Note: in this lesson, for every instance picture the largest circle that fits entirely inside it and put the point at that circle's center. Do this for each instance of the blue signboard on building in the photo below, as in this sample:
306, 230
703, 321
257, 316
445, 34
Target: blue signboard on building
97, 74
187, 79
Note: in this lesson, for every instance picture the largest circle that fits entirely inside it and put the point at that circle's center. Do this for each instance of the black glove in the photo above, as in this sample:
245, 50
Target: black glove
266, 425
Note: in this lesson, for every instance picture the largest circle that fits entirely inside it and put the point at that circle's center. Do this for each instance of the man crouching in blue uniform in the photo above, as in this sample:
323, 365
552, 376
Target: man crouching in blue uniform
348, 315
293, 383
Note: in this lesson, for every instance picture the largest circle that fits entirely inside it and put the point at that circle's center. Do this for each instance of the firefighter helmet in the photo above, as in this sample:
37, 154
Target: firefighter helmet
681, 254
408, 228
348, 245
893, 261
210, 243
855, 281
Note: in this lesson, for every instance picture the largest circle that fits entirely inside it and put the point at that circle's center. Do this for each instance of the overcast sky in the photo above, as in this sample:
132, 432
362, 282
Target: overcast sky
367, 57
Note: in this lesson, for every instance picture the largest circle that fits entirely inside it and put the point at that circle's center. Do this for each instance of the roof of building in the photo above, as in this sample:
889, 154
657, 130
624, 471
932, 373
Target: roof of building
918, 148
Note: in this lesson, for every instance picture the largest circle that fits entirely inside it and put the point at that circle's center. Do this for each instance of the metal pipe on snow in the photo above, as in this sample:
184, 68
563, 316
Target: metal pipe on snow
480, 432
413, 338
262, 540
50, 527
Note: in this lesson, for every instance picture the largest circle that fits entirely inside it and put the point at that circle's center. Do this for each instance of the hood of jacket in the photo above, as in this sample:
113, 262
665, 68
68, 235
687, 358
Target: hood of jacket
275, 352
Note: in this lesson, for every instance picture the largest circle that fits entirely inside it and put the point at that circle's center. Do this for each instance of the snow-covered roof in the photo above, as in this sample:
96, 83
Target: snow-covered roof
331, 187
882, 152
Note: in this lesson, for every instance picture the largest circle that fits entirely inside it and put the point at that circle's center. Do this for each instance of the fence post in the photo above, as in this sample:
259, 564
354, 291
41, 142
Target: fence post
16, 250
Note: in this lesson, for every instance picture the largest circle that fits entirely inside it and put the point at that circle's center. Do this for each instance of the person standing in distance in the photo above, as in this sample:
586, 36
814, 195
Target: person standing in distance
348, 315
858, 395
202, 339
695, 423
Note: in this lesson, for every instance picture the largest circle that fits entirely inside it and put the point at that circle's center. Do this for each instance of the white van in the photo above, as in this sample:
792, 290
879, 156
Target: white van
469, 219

____

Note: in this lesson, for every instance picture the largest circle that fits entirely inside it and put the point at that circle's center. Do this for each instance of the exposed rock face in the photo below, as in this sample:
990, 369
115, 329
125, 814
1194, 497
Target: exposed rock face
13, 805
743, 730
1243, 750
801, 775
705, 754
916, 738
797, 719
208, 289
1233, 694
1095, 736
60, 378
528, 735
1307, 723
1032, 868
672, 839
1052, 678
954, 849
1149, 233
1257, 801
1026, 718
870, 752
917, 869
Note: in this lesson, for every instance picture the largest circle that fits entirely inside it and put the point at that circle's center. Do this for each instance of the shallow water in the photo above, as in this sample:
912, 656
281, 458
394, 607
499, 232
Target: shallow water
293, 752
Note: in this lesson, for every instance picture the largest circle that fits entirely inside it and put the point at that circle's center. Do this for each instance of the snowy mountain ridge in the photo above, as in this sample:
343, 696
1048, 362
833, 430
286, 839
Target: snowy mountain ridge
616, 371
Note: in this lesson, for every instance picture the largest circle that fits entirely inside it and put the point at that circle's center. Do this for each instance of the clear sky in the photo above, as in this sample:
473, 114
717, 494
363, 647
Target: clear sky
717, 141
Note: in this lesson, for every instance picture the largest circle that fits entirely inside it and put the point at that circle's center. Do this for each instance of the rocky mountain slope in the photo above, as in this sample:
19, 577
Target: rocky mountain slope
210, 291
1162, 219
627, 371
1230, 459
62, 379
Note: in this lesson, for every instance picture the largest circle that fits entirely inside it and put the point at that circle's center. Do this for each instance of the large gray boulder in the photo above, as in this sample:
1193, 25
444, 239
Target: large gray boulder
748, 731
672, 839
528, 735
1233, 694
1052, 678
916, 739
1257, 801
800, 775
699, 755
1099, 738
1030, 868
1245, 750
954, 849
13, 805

____

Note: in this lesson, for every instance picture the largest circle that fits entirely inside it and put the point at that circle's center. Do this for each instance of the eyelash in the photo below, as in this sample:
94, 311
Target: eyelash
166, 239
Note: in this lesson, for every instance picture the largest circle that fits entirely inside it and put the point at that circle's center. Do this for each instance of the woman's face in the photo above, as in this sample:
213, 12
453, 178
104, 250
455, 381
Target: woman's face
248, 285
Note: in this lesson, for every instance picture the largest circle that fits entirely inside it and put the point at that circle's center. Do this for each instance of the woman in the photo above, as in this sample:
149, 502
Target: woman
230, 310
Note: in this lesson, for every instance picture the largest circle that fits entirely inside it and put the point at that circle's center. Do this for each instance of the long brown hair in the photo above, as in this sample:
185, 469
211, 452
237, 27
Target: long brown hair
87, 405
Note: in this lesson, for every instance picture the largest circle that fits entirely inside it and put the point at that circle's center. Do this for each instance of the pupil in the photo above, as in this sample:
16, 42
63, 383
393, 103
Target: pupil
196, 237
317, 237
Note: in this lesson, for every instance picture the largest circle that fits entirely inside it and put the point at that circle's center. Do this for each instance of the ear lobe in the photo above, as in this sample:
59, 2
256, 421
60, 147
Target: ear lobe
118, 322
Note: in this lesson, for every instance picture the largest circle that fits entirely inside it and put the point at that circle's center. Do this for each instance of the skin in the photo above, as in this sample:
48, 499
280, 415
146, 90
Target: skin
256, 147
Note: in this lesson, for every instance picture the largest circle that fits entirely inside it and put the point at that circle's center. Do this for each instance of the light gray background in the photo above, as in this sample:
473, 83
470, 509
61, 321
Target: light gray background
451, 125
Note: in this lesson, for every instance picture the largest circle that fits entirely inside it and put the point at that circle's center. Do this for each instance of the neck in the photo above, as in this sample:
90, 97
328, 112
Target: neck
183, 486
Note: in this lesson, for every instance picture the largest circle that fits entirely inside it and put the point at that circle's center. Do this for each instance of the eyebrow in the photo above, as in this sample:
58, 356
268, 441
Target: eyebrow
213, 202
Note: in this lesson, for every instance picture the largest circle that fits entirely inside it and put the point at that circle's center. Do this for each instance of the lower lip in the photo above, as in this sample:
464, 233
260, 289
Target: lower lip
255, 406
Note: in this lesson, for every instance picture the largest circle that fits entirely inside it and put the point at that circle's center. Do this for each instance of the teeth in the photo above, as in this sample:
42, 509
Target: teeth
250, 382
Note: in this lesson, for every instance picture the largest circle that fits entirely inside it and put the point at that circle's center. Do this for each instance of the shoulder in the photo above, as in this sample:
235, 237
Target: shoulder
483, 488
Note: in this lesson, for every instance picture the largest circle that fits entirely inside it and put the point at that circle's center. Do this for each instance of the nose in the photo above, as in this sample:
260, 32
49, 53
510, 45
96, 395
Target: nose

____

How many lines in the rows above contain the word "brown"? Reply with the number only.

Response to the exercise: 2